PROVIDED INFORMATION:
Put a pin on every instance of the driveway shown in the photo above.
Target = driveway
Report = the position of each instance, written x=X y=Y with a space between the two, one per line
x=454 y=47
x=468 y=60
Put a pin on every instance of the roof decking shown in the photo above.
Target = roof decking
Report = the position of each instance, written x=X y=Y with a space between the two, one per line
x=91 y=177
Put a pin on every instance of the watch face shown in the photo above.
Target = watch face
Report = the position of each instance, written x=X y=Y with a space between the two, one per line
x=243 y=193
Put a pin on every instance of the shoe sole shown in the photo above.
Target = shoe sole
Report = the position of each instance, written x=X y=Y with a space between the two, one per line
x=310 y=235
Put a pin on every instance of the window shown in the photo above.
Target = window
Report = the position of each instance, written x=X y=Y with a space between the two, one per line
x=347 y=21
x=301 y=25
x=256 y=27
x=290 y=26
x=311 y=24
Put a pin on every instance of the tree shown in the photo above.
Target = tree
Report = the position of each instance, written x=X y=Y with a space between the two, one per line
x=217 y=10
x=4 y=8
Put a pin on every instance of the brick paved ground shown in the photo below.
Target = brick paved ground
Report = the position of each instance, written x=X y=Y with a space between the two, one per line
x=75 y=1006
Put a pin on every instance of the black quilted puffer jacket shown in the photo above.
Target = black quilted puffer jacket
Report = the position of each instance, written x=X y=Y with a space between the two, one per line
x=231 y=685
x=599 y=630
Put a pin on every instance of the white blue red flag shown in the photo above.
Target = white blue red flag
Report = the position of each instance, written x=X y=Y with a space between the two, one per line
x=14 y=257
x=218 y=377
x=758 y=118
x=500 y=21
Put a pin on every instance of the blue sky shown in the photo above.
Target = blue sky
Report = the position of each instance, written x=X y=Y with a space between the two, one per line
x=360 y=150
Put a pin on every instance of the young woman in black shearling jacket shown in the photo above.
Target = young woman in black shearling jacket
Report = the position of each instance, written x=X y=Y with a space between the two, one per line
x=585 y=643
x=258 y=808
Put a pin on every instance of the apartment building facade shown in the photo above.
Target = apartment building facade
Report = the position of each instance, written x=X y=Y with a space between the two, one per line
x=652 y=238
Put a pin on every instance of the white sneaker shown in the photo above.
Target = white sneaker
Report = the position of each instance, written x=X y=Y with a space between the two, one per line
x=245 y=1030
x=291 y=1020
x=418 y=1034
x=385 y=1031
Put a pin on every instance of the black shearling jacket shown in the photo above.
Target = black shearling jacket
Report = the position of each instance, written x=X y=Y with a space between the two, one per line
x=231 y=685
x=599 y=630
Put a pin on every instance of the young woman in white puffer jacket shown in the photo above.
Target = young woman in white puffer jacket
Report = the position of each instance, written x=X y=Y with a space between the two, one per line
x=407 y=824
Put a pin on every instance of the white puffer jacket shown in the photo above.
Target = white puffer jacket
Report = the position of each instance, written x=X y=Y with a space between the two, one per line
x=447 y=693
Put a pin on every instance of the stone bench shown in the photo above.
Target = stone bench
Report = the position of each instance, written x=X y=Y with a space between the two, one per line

GIVEN TASK: Quote all of the records above verbatim, line by line.

WRITTEN REPLY:
Put a pin on every instance of the driveway shown in the photo above.
Target = driveway
Report = the position of each instance, written x=X y=Y with a space between the two, one per line
x=454 y=47
x=468 y=60
Put a pin on every instance of the roof decking shown in the photo above.
Target = roof decking
Report = the position of each instance, written x=X y=Y with a space between the two, one per line
x=91 y=177
Put a pin on every instance of the watch face shown in the photo above.
Target = watch face
Report = the position of each instance, written x=X y=Y with a space between the two, one per line
x=243 y=193
Put a pin on every instance of the shoe sole shown in the photo above.
Target = shoe sole
Report = the position of each instance, written x=X y=Y with a space between the two, one per line
x=310 y=235
Put a pin on every instance of the window shown in the photo above.
Target = window
Report = the position of each instance, written x=X y=Y with a space between the two, one per line
x=347 y=21
x=301 y=25
x=256 y=27
x=290 y=26
x=311 y=24
Put a pin on every instance of the tree shown in the photo above.
Target = tree
Report = the position of each instance, written x=X y=Y with a space between the two, one per line
x=217 y=10
x=4 y=8
Put a pin on every instance of the brick paved ground shown in the photo below.
Target = brick paved ground
Report = the position of each instance, written x=X y=Y with a space between the two, one per line
x=75 y=1006
Put a pin on every instance of the black quilted puffer jacket shown in the photo above.
Target = black quilted puffer jacket
Report = the position of each instance, written x=X y=Y with a space between the two, one per line
x=231 y=685
x=599 y=630
Put a pin on every instance of the white blue red flag shown in the photo above.
Target = white blue red flag
Report = the position of each instance, written x=X y=Y with a space between the two, one per line
x=14 y=257
x=218 y=377
x=758 y=118
x=500 y=21
Put a pin on every instance of the blue sky shown in the photo above.
Target = blue sky
Report = the position of each instance, written x=X y=Y with a space between the two, one per line
x=360 y=150
Put a pin on every instance of the young woman in black shearling jacket shown in the photo above.
Target = young woman in black shearling jacket
Report = the position of each instance, written x=X y=Y with a space between the two, one per line
x=585 y=643
x=258 y=808
Put a pin on every instance of the apartment building facade shown in the photo above.
Target = apartment building facade
Report = the position of each instance, written x=X y=Y with a space between the two, one per line
x=652 y=238
Put a pin on every instance of the white sneaker shown in the photo above.
Target = white sneaker
Report = the position of each instance, written x=X y=Y with a space between the two, one per line
x=245 y=1030
x=291 y=1020
x=418 y=1034
x=385 y=1031
Put a pin on every instance of the black shearling jacket shown in the photo above.
Target = black shearling jacket
Report = the position of each instance, written x=X y=Y with a space between the two, one per line
x=231 y=685
x=599 y=630
Put a pin on every instance of the young woman in white puffer jacket shown in the photo above.
Target = young woman in white puffer jacket
Report = the position of each instance, written x=X y=Y with a space between the two, one per line
x=407 y=824
Put a pin on every instance of the white puffer jacket shown in the photo above.
Target = white puffer jacket
Report = the position of each instance, written x=X y=Y with a space between the two, one per line
x=447 y=693
Put a pin on every instance of the stone bench shown in the photo above.
Target = stone bench
Report = the position of each instance, written x=X y=Y with a space between the two, one per line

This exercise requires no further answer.